**Written instruction**
Arrange everything from the start of the lines below down to and including the line that contains "146), (340, 169)]" as a JSON list of strings, one string per line, with blank lines omitted and the pictures left out.

____ Rows

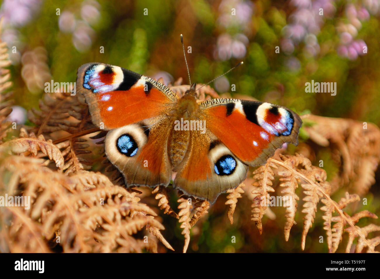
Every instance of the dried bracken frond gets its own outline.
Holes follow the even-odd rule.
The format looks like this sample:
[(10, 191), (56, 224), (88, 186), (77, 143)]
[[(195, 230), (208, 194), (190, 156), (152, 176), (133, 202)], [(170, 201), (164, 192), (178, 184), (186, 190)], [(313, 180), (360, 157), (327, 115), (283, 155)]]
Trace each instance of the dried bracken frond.
[(0, 176), (9, 178), (6, 186), (0, 185), (2, 193), (31, 199), (25, 214), (1, 209), (2, 216), (12, 217), (1, 220), (0, 238), (9, 240), (9, 251), (30, 246), (29, 252), (46, 252), (54, 244), (55, 249), (59, 246), (65, 252), (157, 251), (154, 241), (135, 238), (145, 226), (164, 240), (154, 211), (103, 175), (82, 170), (68, 176), (43, 166), (41, 159), (20, 156), (9, 155), (1, 162)]
[(158, 201), (158, 206), (160, 209), (164, 210), (164, 214), (168, 214), (177, 219), (179, 219), (178, 214), (172, 209), (169, 204), (169, 197), (166, 187), (159, 185), (153, 189), (152, 193), (156, 194), (155, 199), (160, 200)]
[(331, 180), (332, 191), (342, 186), (359, 195), (375, 182), (375, 172), (380, 161), (380, 129), (372, 123), (350, 119), (303, 115), (304, 129), (311, 140), (330, 146), (340, 169)]
[[(59, 171), (62, 171), (63, 166), (63, 158), (59, 149), (54, 145), (51, 140), (45, 140), (40, 135), (37, 138), (33, 133), (28, 135), (25, 129), (22, 128), (19, 138), (14, 138), (0, 146), (0, 152), (11, 152), (19, 154), (29, 152), (35, 156), (40, 151), (49, 159), (55, 163)], [(41, 156), (38, 156), (41, 157)]]
[(265, 213), (267, 205), (269, 203), (268, 199), (268, 192), (274, 192), (272, 188), (272, 181), (274, 179), (274, 173), (272, 168), (277, 169), (277, 167), (273, 163), (269, 162), (264, 166), (259, 167), (253, 172), (253, 178), (257, 181), (252, 183), (255, 188), (252, 194), (255, 195), (253, 199), (252, 207), (252, 218), (251, 220), (255, 221), (256, 227), (260, 232), (263, 233), (263, 225), (261, 219)]
[[(306, 195), (303, 199), (306, 202), (303, 205), (304, 209), (302, 212), (306, 213), (304, 218), (304, 229), (301, 240), (302, 249), (303, 250), (305, 248), (306, 236), (314, 221), (315, 212), (317, 211), (317, 204), (322, 197), (321, 201), (324, 205), (321, 207), (321, 209), (325, 212), (323, 217), (325, 220), (323, 229), (326, 232), (329, 251), (334, 252), (336, 251), (342, 241), (343, 232), (347, 232), (349, 234), (349, 240), (346, 252), (350, 251), (353, 240), (356, 237), (359, 238), (357, 246), (357, 246), (356, 252), (361, 252), (365, 247), (367, 247), (367, 252), (375, 252), (375, 247), (380, 244), (379, 238), (376, 237), (368, 239), (367, 237), (369, 232), (378, 231), (378, 227), (369, 225), (360, 228), (355, 226), (355, 224), (361, 218), (369, 217), (377, 218), (377, 216), (365, 210), (350, 216), (342, 210), (348, 204), (360, 200), (359, 196), (356, 194), (349, 195), (347, 193), (346, 196), (342, 198), (339, 202), (337, 203), (331, 199), (330, 196), (331, 185), (326, 181), (326, 173), (324, 170), (312, 166), (310, 160), (298, 154), (296, 154), (296, 156), (282, 156), (280, 157), (283, 160), (282, 161), (270, 158), (266, 165), (271, 163), (285, 169), (285, 172), (279, 172), (279, 173), (282, 177), (282, 179), (280, 180), (287, 181), (285, 183), (291, 181), (290, 178), (291, 178), (291, 175), (294, 176), (294, 179), (295, 180), (293, 180), (292, 184), (293, 184), (296, 181), (298, 181), (297, 183), (300, 183), (301, 180), (306, 182), (301, 183), (301, 186), (304, 189), (304, 193)], [(292, 173), (293, 174), (291, 175), (289, 172)], [(286, 187), (285, 186), (283, 186)], [(293, 188), (296, 188), (294, 185), (291, 187)], [(291, 190), (293, 191), (293, 189)], [(337, 216), (333, 216), (334, 212), (337, 214)], [(291, 221), (292, 220), (294, 220), (294, 217), (293, 219), (289, 219)], [(332, 222), (335, 224), (332, 225), (332, 228), (331, 223)], [(287, 222), (285, 224), (286, 238), (287, 236), (288, 236), (287, 228), (288, 225), (288, 223)]]
[(241, 194), (244, 193), (244, 190), (241, 188), (244, 186), (244, 183), (242, 183), (234, 189), (227, 190), (227, 192), (229, 194), (227, 196), (228, 200), (225, 204), (230, 205), (230, 208), (227, 213), (227, 216), (228, 216), (228, 219), (231, 223), (231, 225), (234, 222), (234, 212), (235, 212), (235, 208), (236, 208), (236, 203), (238, 203), (238, 199), (241, 198)]
[(191, 225), (190, 224), (190, 214), (191, 209), (193, 208), (191, 198), (185, 199), (182, 196), (180, 198), (177, 202), (179, 203), (178, 209), (180, 210), (178, 213), (179, 219), (178, 222), (181, 223), (180, 227), (183, 229), (182, 234), (185, 235), (185, 244), (184, 245), (184, 253), (186, 253), (187, 251), (187, 247), (190, 243), (190, 229)]
[(207, 210), (210, 208), (210, 203), (207, 200), (197, 201), (194, 205), (194, 213), (190, 221), (190, 225), (192, 227), (198, 222), (201, 217), (207, 214)]
[(312, 166), (310, 170), (301, 169), (301, 173), (307, 177), (313, 183), (302, 183), (301, 187), (304, 188), (304, 194), (305, 197), (302, 200), (305, 201), (303, 204), (302, 213), (306, 213), (304, 217), (304, 229), (302, 231), (301, 240), (302, 250), (305, 249), (306, 235), (309, 229), (312, 227), (315, 218), (315, 213), (317, 211), (317, 205), (319, 202), (320, 198), (323, 196), (320, 190), (320, 188), (315, 187), (319, 186), (319, 182), (323, 182), (326, 178), (326, 172), (314, 166)]
[[(0, 35), (2, 33), (3, 20), (3, 18), (0, 19)], [(2, 42), (0, 39), (0, 138), (6, 135), (11, 127), (11, 123), (6, 119), (12, 112), (11, 106), (13, 104), (13, 101), (11, 99), (13, 92), (5, 93), (12, 86), (12, 82), (9, 81), (11, 78), (10, 70), (5, 68), (11, 65), (8, 51), (6, 43)]]
[[(292, 168), (296, 166), (294, 164), (296, 163), (298, 163), (298, 161), (294, 160), (286, 160), (284, 162), (284, 164)], [(296, 194), (296, 189), (298, 187), (298, 183), (296, 175), (293, 172), (285, 170), (283, 171), (279, 171), (277, 173), (281, 177), (280, 180), (285, 181), (280, 184), (280, 186), (283, 187), (284, 189), (281, 190), (281, 193), (285, 194), (284, 196), (286, 199), (285, 201), (283, 201), (283, 204), (284, 207), (287, 208), (285, 211), (286, 221), (285, 222), (284, 232), (285, 234), (285, 240), (288, 241), (291, 227), (293, 225), (297, 224), (294, 221), (294, 218), (298, 205), (297, 201), (299, 200), (299, 198)], [(283, 202), (284, 201), (288, 201), (287, 204)]]
[[(65, 159), (63, 169), (68, 174), (89, 169), (91, 162), (80, 155), (90, 153), (87, 148), (87, 140), (81, 137), (100, 129), (91, 122), (88, 107), (81, 95), (55, 92), (46, 93), (40, 102), (40, 110), (32, 109), (28, 117), (36, 126), (28, 128), (38, 135), (51, 138), (62, 150)], [(57, 134), (60, 131), (67, 135)], [(59, 134), (58, 137), (57, 135)]]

________

**Exercise response**
[
  "Every instance of the dried bracken frond gets its own outline.",
  "Holes follow the even-odd rule.",
  "The format looks like this sample:",
  "[(10, 191), (56, 224), (88, 186), (77, 143)]",
  "[[(195, 230), (208, 194), (190, 156), (152, 176), (133, 202)], [(170, 201), (164, 192), (178, 184), (186, 190)], [(313, 180), (360, 157), (327, 115), (283, 155)]]",
  "Trace each instance of the dried bracken frond.",
  "[(0, 176), (9, 178), (6, 186), (0, 185), (2, 193), (31, 199), (25, 214), (1, 209), (2, 216), (12, 217), (1, 220), (0, 238), (9, 240), (9, 251), (30, 246), (29, 252), (46, 252), (54, 244), (55, 249), (59, 246), (65, 252), (157, 251), (154, 241), (135, 238), (145, 226), (164, 240), (154, 211), (103, 175), (82, 170), (68, 176), (43, 166), (41, 159), (20, 156), (9, 155), (1, 162)]",
  "[(158, 201), (158, 206), (160, 209), (164, 210), (164, 214), (168, 214), (177, 219), (179, 219), (178, 214), (172, 209), (169, 204), (169, 197), (166, 187), (159, 185), (153, 189), (152, 193), (156, 194), (155, 199), (160, 200)]",
  "[(331, 180), (332, 191), (342, 186), (359, 195), (375, 182), (375, 172), (380, 161), (380, 129), (372, 123), (350, 119), (303, 115), (304, 129), (311, 140), (330, 146), (340, 169)]"
]